What you will do
Extract every one of the records below verbatim, keeping each line unchanged and in its original order.

● ● ● ●

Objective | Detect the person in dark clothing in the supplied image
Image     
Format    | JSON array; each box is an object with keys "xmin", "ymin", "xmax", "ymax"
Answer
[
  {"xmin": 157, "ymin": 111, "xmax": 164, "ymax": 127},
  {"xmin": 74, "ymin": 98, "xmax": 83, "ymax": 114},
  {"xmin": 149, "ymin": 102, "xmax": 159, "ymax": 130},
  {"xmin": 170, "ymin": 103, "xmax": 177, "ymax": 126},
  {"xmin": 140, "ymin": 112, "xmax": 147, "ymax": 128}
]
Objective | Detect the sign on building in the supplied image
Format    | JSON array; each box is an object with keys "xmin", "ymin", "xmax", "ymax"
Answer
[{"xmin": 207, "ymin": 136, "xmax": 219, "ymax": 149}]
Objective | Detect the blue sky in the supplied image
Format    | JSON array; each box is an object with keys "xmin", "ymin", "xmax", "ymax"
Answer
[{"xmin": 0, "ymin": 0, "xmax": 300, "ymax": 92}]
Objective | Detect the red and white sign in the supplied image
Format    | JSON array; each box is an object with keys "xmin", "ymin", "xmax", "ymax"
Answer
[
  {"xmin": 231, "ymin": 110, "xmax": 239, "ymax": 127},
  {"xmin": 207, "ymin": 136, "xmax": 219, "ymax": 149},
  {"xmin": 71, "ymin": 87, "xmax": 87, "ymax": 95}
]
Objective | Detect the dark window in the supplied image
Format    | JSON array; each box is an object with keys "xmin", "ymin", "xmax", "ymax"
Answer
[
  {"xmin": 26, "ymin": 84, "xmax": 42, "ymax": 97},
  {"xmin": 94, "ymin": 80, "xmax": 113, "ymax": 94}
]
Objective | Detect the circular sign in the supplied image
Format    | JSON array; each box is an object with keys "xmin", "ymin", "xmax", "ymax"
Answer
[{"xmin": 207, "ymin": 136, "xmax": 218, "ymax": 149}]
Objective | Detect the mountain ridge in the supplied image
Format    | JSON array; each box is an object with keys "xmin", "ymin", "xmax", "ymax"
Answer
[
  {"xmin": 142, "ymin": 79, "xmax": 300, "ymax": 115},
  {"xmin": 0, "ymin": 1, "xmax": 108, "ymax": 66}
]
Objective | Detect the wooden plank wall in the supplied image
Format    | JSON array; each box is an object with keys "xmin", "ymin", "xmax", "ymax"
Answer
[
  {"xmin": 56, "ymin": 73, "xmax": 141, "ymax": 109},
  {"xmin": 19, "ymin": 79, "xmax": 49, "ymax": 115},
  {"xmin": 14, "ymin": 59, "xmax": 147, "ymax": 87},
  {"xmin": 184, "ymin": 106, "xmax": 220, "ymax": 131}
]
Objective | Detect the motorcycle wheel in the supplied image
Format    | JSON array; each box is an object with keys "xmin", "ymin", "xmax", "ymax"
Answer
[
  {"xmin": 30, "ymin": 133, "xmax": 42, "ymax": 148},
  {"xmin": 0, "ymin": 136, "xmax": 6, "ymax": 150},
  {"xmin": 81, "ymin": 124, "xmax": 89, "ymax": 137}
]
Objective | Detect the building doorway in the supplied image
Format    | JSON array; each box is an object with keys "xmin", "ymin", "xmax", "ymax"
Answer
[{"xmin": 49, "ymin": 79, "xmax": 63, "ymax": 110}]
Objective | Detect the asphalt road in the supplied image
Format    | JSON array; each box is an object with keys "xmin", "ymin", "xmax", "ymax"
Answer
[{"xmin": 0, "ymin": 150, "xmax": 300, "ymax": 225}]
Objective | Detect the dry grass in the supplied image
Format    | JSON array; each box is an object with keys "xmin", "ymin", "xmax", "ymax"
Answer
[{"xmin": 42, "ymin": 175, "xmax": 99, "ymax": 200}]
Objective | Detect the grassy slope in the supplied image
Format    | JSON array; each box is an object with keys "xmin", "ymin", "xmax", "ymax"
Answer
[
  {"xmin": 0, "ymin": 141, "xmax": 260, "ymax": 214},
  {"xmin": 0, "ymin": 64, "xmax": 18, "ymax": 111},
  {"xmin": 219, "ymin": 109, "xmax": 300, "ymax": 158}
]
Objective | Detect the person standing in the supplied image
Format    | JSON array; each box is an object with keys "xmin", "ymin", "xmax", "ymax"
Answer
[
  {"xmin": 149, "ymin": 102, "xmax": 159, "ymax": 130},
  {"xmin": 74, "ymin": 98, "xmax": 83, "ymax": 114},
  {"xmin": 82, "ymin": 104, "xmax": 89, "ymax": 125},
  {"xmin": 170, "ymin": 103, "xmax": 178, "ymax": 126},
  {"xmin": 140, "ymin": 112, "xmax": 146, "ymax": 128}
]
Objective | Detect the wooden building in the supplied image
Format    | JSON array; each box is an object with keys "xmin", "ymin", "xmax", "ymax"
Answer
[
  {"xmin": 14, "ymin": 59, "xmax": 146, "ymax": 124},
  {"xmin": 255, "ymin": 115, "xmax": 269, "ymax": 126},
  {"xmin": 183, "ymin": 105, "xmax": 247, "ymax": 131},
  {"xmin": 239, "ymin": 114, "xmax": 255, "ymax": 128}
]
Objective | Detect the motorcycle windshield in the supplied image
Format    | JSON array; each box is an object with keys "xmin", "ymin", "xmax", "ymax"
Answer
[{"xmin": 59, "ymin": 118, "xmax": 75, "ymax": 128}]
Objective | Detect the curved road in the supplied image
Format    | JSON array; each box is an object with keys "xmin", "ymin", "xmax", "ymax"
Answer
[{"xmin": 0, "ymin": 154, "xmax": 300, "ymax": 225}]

● ● ● ●

Response
Objective | Detect the person in dark clothing in the supplied image
Image     
Format    | JSON array; each box is an object with keys "xmin", "ymin", "xmax", "ymax"
Answer
[
  {"xmin": 157, "ymin": 111, "xmax": 164, "ymax": 127},
  {"xmin": 74, "ymin": 98, "xmax": 83, "ymax": 114},
  {"xmin": 149, "ymin": 102, "xmax": 159, "ymax": 130},
  {"xmin": 170, "ymin": 103, "xmax": 177, "ymax": 126},
  {"xmin": 140, "ymin": 112, "xmax": 147, "ymax": 128}
]
Objective | Detect the sign on building in the supplied image
Format    | JSON array; each box is an object with keys "xmin", "ymin", "xmax", "ymax"
Answer
[{"xmin": 207, "ymin": 136, "xmax": 219, "ymax": 149}]
Objective | Detect the blue sky in the supplied image
Format    | JSON array; each box is an object with keys "xmin", "ymin", "xmax", "ymax"
Answer
[{"xmin": 0, "ymin": 0, "xmax": 300, "ymax": 92}]
Objective | Detect the red and white sign in the supplied image
Format    | JSON array; each box is an object with keys "xmin", "ymin", "xmax", "ymax"
Answer
[
  {"xmin": 231, "ymin": 110, "xmax": 239, "ymax": 127},
  {"xmin": 207, "ymin": 136, "xmax": 219, "ymax": 149},
  {"xmin": 71, "ymin": 87, "xmax": 87, "ymax": 95}
]
Objective | Detect the dark window in the supplied image
Format    | JSON array; each box is an object with keys "xmin", "ymin", "xmax", "ymax"
Answer
[
  {"xmin": 26, "ymin": 84, "xmax": 42, "ymax": 97},
  {"xmin": 94, "ymin": 80, "xmax": 113, "ymax": 94}
]
Objective | Detect the circular sign in the supplied image
Format    | JSON array; each box is an object with keys "xmin", "ymin", "xmax", "ymax"
Answer
[{"xmin": 207, "ymin": 136, "xmax": 218, "ymax": 149}]
Objective | Detect the mountain ridge in the supplied image
Format    | JSON array; each box is an object with keys "xmin", "ymin", "xmax", "ymax"
Answer
[
  {"xmin": 142, "ymin": 79, "xmax": 300, "ymax": 115},
  {"xmin": 0, "ymin": 1, "xmax": 108, "ymax": 66}
]
Objective | Detect the wooden plank wall in the supplied image
Format    | JSON array; each box is an object with keys "xmin", "ymin", "xmax", "ymax"
Answer
[
  {"xmin": 56, "ymin": 73, "xmax": 141, "ymax": 109},
  {"xmin": 19, "ymin": 79, "xmax": 49, "ymax": 115},
  {"xmin": 14, "ymin": 59, "xmax": 147, "ymax": 87},
  {"xmin": 184, "ymin": 106, "xmax": 220, "ymax": 131}
]
Objective | Detect the motorcycle wheel in the supplied image
Format    | JSON array; each box is an object with keys "xmin", "ymin", "xmax", "ymax"
Answer
[
  {"xmin": 30, "ymin": 133, "xmax": 42, "ymax": 148},
  {"xmin": 0, "ymin": 136, "xmax": 6, "ymax": 150},
  {"xmin": 81, "ymin": 124, "xmax": 89, "ymax": 137}
]
Objective | Detect the building doorway in the supplied image
Format    | JSON array; each box is an object with keys "xmin", "ymin", "xmax", "ymax"
Answer
[{"xmin": 49, "ymin": 79, "xmax": 63, "ymax": 110}]
Objective | Detect the asphalt road in the supplied image
Format    | JSON array; each box is an object with keys "xmin", "ymin", "xmax", "ymax"
Answer
[{"xmin": 0, "ymin": 150, "xmax": 300, "ymax": 225}]
Objective | Detect the dry grass in the supplied image
Format    | JSON array; each box is an object with keys "xmin", "ymin", "xmax", "ymax"
Answer
[{"xmin": 42, "ymin": 175, "xmax": 99, "ymax": 200}]
Objective | Detect the grassy slope in the supplied image
Format    | JSON array; each box is an object with keys "xmin", "ymin", "xmax", "ymax"
Answer
[
  {"xmin": 0, "ymin": 141, "xmax": 260, "ymax": 214},
  {"xmin": 0, "ymin": 64, "xmax": 18, "ymax": 111},
  {"xmin": 219, "ymin": 109, "xmax": 300, "ymax": 158}
]
Objective | Detect the person standing in the supplied image
Format    | JSON array; each box is an object with keys "xmin", "ymin", "xmax", "ymax"
Answer
[
  {"xmin": 149, "ymin": 102, "xmax": 159, "ymax": 130},
  {"xmin": 74, "ymin": 98, "xmax": 83, "ymax": 114},
  {"xmin": 82, "ymin": 104, "xmax": 89, "ymax": 125},
  {"xmin": 170, "ymin": 103, "xmax": 178, "ymax": 126},
  {"xmin": 140, "ymin": 112, "xmax": 146, "ymax": 128}
]
Objective | Detect the wooden building in the supplied image
Format    | JSON array; each box is an object with keys "xmin", "ymin", "xmax", "ymax"
Answer
[
  {"xmin": 14, "ymin": 59, "xmax": 146, "ymax": 124},
  {"xmin": 255, "ymin": 115, "xmax": 269, "ymax": 126},
  {"xmin": 183, "ymin": 105, "xmax": 247, "ymax": 131},
  {"xmin": 239, "ymin": 114, "xmax": 255, "ymax": 128}
]
Objective | Detect the motorcycle windshield in the supplied image
Format    | JSON array; each box is an object with keys "xmin", "ymin", "xmax", "ymax"
Answer
[{"xmin": 59, "ymin": 118, "xmax": 75, "ymax": 128}]
Objective | Detect the curved road in the supplied image
Format    | JSON array; each box is an object with keys "xmin", "ymin", "xmax", "ymax"
Answer
[{"xmin": 0, "ymin": 154, "xmax": 300, "ymax": 225}]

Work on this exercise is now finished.